__Document excerpt__
________________________
In other words, if… if you have an indictment that’s really the indictment of the prosecutor… take a situation that doesn’t involve 6(e), but like Gaither.

Byron R. White:

Well, isn’t it just… but isn’t it kind of speculative to know whether this… whether this violation really had a… actually had an effect on the grand jury?

Richard James Braun:

I… I think that sometimes that’s going to be true.

I think sometimes it’s going to be very, very difficult for the defense to prove that there was a… that the violation had an impact on the–

Byron R. White:

Well, you say… I gather your position is you don’t have to prove anything.

You just have to prove the violation.

Richard James Braun:

–No, I think–

And the show is over.

Richard James Braun:

–No.

I… I think there’s an obligation to show prejudice and show an impact on the charging decision.

William H. Rehnquist:

But under… under our holding in Mechanik, if… if your claim is simply that… that the jury indicted without… when it shouldn’t have because there was no probable cause, that’s merged into the verdict of the jury to… to convict.

I thought your secrecy claim under Rule 6(e) was perhaps somewhat different than Mechanik because you might show some sort of prejudice to the defendant in standing trial.

But you don’t rest on that, do you?

Richard James Braun:

No, not on that standing alone.

I think that if… if the violation impacts on the charging decision, that cannot be deemed harmless.

I think the defendant is entitled not to be held to answer.

William H. Rehnquist:

How would you differentiate this case from Mechanik then?

Richard James Braun:

On… on the basis that this was raised pretrial and Mechanik was not raised until mid-trial.

William H. Rehnquist:

But in each case the… the jury did return a verdict of guilty, didn’t it?

Your case hasn’t been tried yet?

Richard James Braun:

That’s… that’s correct, Your Honor, so that the right at issue in our case is the right not to have to stand trial at all where Mechanik had already stood trial.

And this Court observed in its opinion that the moving finger read and having read, moves on.

Antonin Scalia:

Yes, but you’re… but you’re still contending that even if you went to trial and were convicted, you would still be able to get your conviction overturned.
________________________
__Task instructions__
Repeat the transcript excerpt from "I thought your" to "that, do you?" word for word.

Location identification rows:
________________________
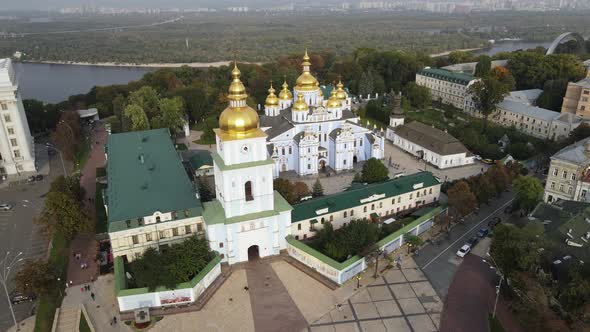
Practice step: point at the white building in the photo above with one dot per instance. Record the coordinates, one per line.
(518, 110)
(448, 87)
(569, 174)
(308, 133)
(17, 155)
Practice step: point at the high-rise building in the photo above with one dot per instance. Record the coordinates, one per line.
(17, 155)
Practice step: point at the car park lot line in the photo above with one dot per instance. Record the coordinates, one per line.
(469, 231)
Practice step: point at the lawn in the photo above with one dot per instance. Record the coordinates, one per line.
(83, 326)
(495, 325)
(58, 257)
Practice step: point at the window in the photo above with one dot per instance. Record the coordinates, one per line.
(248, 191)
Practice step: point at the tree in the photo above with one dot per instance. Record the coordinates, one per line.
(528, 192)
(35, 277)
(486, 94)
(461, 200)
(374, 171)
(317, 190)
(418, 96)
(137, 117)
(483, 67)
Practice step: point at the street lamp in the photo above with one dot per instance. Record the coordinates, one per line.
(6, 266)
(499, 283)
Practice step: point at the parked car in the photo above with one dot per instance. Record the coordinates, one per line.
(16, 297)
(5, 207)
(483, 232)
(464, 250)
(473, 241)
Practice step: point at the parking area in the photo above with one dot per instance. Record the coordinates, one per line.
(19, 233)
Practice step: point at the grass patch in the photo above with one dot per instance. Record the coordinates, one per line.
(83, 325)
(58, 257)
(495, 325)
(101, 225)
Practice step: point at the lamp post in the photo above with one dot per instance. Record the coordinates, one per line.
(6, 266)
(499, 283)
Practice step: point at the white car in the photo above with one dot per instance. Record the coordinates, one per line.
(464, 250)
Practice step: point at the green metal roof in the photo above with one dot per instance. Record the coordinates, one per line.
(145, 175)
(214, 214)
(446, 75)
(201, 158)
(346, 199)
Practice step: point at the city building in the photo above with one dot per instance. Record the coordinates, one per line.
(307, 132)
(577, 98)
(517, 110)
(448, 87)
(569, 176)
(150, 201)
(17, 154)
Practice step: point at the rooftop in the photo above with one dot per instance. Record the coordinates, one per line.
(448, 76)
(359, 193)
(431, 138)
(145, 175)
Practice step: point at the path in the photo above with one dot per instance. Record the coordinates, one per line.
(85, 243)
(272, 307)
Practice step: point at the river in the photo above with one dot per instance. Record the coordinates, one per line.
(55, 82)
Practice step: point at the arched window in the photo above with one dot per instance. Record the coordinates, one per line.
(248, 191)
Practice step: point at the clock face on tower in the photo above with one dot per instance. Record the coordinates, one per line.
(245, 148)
________________________
__Full response__
I thought your secrecy claim under Rule 6(e) was perhaps somewhat different than Mechanik because you might show some sort of prejudice to the defendant in standing trial.

But you don’t rest on that, do you?